Point-per-instance localization data
════════════════

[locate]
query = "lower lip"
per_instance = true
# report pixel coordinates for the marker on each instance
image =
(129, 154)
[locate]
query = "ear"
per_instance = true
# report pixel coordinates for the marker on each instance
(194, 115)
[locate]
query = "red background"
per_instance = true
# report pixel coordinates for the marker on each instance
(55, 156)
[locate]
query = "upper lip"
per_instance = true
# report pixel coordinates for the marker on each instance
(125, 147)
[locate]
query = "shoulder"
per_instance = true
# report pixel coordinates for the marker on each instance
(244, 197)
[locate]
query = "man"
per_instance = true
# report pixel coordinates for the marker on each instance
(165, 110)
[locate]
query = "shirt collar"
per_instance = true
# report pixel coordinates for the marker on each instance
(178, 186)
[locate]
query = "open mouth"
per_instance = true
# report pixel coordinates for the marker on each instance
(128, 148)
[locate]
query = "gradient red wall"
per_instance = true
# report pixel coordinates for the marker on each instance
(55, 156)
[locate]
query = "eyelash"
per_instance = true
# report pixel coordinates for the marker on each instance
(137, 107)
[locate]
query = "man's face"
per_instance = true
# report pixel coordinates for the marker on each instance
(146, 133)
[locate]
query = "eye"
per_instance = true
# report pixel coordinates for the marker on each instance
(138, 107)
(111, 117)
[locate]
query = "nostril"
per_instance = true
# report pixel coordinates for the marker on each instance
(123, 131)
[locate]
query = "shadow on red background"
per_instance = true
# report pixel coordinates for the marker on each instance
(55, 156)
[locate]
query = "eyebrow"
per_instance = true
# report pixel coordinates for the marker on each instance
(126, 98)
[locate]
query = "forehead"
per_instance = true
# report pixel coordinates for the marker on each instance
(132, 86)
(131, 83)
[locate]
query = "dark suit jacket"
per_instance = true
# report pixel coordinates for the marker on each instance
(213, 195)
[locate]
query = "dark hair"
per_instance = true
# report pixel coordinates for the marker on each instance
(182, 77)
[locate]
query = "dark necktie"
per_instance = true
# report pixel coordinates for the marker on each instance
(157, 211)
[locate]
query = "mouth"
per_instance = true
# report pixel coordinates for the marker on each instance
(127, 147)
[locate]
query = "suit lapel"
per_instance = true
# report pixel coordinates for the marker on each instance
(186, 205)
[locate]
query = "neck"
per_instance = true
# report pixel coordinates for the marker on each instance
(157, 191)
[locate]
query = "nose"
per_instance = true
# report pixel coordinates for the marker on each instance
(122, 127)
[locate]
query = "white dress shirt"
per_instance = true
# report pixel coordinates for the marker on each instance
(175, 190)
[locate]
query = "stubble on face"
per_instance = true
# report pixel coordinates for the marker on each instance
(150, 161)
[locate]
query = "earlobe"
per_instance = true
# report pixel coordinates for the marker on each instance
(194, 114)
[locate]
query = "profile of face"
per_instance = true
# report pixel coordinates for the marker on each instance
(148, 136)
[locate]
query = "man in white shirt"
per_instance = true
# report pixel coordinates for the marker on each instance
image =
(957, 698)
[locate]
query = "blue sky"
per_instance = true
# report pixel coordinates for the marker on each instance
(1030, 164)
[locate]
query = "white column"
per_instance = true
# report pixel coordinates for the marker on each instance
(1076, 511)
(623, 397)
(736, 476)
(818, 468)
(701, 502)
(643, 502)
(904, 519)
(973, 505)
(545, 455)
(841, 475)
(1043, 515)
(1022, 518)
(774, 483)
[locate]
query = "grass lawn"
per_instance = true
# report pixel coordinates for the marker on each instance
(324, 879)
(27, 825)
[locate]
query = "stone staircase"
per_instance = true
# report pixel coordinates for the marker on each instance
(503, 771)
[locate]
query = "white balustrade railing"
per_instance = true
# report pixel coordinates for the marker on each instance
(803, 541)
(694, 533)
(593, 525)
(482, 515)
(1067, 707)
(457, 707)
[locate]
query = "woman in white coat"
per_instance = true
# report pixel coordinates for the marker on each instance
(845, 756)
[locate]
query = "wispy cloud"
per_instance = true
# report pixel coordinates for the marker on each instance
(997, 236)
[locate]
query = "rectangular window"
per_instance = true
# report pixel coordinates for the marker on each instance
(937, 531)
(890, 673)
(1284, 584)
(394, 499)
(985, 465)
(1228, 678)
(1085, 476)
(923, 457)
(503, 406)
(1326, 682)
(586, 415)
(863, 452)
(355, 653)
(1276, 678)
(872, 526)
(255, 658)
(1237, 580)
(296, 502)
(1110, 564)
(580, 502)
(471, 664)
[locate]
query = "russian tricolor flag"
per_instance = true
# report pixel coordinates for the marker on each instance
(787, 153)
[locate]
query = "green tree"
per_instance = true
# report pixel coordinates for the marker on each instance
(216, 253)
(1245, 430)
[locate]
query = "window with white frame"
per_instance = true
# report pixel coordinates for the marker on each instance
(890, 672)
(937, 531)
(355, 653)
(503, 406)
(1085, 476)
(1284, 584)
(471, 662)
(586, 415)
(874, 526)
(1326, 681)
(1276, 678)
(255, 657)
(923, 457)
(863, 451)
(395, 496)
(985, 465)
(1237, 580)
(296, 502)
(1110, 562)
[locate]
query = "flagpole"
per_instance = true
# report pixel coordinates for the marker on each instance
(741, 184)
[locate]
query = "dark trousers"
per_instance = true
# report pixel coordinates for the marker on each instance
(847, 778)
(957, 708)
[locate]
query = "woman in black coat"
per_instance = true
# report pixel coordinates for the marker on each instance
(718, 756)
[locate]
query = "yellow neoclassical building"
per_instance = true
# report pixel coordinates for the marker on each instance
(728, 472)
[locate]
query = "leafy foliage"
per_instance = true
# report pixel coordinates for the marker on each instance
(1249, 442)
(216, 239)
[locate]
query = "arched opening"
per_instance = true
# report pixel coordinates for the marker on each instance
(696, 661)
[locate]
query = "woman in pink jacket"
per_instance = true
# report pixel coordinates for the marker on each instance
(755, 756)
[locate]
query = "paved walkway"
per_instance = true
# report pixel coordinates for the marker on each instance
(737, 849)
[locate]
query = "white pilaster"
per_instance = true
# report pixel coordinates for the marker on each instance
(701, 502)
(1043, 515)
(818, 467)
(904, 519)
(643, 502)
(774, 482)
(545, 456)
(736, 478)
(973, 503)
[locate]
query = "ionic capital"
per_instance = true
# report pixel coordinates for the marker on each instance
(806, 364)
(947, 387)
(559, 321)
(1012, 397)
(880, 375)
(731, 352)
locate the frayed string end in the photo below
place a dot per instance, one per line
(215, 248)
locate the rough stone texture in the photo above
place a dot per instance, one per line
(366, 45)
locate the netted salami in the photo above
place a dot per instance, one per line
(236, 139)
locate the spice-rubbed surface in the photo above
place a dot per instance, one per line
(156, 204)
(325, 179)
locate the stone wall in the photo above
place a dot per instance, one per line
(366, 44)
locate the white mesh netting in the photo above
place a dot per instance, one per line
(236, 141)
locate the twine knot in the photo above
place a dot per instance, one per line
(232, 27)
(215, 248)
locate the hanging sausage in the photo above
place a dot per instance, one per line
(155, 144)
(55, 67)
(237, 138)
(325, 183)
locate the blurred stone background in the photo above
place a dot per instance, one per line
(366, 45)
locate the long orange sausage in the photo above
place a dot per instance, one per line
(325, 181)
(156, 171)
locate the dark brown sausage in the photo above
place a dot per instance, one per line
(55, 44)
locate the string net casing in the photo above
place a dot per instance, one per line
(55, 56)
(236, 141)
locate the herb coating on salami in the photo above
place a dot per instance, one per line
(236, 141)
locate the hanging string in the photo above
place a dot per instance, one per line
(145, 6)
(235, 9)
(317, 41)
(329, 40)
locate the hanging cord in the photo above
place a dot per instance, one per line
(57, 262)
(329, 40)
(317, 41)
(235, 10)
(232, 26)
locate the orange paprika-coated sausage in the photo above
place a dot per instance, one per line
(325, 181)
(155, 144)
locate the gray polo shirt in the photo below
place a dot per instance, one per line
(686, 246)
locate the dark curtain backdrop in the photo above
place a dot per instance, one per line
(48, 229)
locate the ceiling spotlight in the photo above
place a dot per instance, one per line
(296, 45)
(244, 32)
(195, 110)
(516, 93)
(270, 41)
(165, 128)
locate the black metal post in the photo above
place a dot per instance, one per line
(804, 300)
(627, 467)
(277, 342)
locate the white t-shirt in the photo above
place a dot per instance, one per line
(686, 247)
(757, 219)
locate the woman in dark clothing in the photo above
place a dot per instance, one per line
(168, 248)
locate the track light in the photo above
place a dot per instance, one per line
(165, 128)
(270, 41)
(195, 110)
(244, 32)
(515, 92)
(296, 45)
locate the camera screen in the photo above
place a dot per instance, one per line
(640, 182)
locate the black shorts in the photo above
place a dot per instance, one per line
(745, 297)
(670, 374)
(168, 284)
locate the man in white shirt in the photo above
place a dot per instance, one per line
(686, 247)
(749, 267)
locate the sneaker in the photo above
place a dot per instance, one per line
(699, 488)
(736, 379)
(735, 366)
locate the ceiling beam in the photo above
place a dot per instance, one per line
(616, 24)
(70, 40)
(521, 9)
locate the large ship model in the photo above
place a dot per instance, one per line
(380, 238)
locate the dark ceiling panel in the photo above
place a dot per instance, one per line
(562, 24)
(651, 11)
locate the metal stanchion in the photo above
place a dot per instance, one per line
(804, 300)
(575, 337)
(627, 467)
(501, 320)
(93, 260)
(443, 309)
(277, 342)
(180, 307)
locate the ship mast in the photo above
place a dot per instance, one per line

════════════════

Pull every line containing the word "below" out of the entries above.

locate the frayed string end in the photo below
locate the gray polo shirt in the photo below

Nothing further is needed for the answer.